[Source data]
______

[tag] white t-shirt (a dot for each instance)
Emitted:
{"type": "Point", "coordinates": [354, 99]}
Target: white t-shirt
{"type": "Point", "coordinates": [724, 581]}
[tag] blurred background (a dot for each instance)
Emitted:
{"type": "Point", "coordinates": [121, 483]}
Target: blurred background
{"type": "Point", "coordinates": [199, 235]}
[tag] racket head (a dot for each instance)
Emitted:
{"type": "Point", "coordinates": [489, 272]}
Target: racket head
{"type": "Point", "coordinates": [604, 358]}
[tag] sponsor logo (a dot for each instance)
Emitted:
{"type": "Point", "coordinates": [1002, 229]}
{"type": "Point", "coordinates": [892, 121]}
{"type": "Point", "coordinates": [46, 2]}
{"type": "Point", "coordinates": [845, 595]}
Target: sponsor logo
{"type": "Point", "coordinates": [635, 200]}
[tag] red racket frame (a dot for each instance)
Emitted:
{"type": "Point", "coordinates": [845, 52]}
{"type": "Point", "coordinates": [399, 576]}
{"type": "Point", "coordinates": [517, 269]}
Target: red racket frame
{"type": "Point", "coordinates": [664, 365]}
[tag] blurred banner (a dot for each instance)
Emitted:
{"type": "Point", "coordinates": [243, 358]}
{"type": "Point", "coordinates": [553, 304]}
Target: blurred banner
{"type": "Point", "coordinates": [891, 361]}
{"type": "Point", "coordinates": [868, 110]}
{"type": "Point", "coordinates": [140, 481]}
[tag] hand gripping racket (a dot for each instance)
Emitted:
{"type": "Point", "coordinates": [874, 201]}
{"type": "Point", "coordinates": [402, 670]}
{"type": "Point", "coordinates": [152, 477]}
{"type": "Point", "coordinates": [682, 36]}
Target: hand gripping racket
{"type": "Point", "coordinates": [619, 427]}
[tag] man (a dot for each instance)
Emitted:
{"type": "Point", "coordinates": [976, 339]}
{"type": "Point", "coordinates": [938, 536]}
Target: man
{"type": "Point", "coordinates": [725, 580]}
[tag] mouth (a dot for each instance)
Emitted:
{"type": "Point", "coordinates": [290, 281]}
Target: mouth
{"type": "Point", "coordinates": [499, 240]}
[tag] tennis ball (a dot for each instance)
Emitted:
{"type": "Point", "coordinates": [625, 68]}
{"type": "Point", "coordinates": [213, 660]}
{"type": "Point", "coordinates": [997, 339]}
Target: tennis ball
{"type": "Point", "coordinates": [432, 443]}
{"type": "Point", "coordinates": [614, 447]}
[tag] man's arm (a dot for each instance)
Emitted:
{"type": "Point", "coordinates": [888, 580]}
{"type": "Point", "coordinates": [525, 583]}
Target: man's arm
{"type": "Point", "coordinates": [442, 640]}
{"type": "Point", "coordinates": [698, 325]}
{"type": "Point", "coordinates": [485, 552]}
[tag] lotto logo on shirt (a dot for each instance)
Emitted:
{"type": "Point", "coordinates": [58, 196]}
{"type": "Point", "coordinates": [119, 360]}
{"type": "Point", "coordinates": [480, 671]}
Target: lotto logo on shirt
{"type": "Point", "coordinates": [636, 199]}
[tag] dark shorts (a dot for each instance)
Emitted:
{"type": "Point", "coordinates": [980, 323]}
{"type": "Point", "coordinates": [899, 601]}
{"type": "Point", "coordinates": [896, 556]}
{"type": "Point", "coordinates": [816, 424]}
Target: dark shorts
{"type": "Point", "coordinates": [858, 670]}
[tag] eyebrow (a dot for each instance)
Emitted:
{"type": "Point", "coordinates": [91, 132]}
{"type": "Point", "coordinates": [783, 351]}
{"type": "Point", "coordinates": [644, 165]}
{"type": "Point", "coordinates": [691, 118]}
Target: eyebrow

______

Every entry must be set down exactly, with nothing left out.

◆ WRITTEN REPLY:
[tag] white t-shirt (a dot for each instance)
Emitted:
{"type": "Point", "coordinates": [354, 99]}
Target: white t-shirt
{"type": "Point", "coordinates": [724, 581]}
[tag] blurred background (a dot for each instance)
Emitted:
{"type": "Point", "coordinates": [121, 483]}
Target: blurred background
{"type": "Point", "coordinates": [199, 235]}
[tag] racket head (a dot for each instance)
Emitted:
{"type": "Point", "coordinates": [489, 272]}
Target: racket head
{"type": "Point", "coordinates": [604, 358]}
[tag] sponsor logo (a dot for each instance)
Emitted:
{"type": "Point", "coordinates": [1002, 229]}
{"type": "Point", "coordinates": [892, 121]}
{"type": "Point", "coordinates": [46, 2]}
{"type": "Point", "coordinates": [845, 595]}
Target: sponsor logo
{"type": "Point", "coordinates": [635, 200]}
[tag] red racket frame (a dot for each instance)
Emitted:
{"type": "Point", "coordinates": [845, 52]}
{"type": "Point", "coordinates": [399, 576]}
{"type": "Point", "coordinates": [517, 269]}
Target: red racket frame
{"type": "Point", "coordinates": [664, 365]}
[tag] blurred banner (a dot for each instance)
Emitted:
{"type": "Point", "coordinates": [243, 358]}
{"type": "Point", "coordinates": [553, 304]}
Target: blurred banner
{"type": "Point", "coordinates": [891, 361]}
{"type": "Point", "coordinates": [868, 110]}
{"type": "Point", "coordinates": [140, 481]}
[tag] hand gripping racket (a dot for each instance)
Emitted:
{"type": "Point", "coordinates": [874, 201]}
{"type": "Point", "coordinates": [402, 670]}
{"type": "Point", "coordinates": [152, 477]}
{"type": "Point", "coordinates": [682, 36]}
Target: hand gripping racket
{"type": "Point", "coordinates": [619, 427]}
[tag] man (a dot for each instance)
Emitted:
{"type": "Point", "coordinates": [976, 339]}
{"type": "Point", "coordinates": [938, 536]}
Target: man
{"type": "Point", "coordinates": [725, 580]}
[tag] mouth (a dot for each instance)
Emitted:
{"type": "Point", "coordinates": [290, 281]}
Target: mouth
{"type": "Point", "coordinates": [499, 240]}
[tag] tennis ball (a dot for each instance)
Emitted:
{"type": "Point", "coordinates": [625, 68]}
{"type": "Point", "coordinates": [213, 660]}
{"type": "Point", "coordinates": [997, 339]}
Target: tennis ball
{"type": "Point", "coordinates": [432, 443]}
{"type": "Point", "coordinates": [614, 447]}
[tag] man's arm (a dot for each instance)
Emitted:
{"type": "Point", "coordinates": [888, 580]}
{"type": "Point", "coordinates": [525, 583]}
Target: man's arm
{"type": "Point", "coordinates": [442, 640]}
{"type": "Point", "coordinates": [698, 325]}
{"type": "Point", "coordinates": [485, 552]}
[tag] lotto logo on shirt (a dot for each instance)
Emitted:
{"type": "Point", "coordinates": [58, 196]}
{"type": "Point", "coordinates": [119, 360]}
{"type": "Point", "coordinates": [480, 671]}
Target: lotto logo on shirt
{"type": "Point", "coordinates": [636, 199]}
[tag] dark shorts (a dot for each instance)
Emitted:
{"type": "Point", "coordinates": [980, 323]}
{"type": "Point", "coordinates": [899, 601]}
{"type": "Point", "coordinates": [896, 556]}
{"type": "Point", "coordinates": [816, 424]}
Target: dark shorts
{"type": "Point", "coordinates": [858, 670]}
[tag] eyebrow (a dot for each instance)
Emitted:
{"type": "Point", "coordinates": [91, 132]}
{"type": "Point", "coordinates": [783, 351]}
{"type": "Point", "coordinates": [644, 165]}
{"type": "Point", "coordinates": [691, 118]}
Target: eyebrow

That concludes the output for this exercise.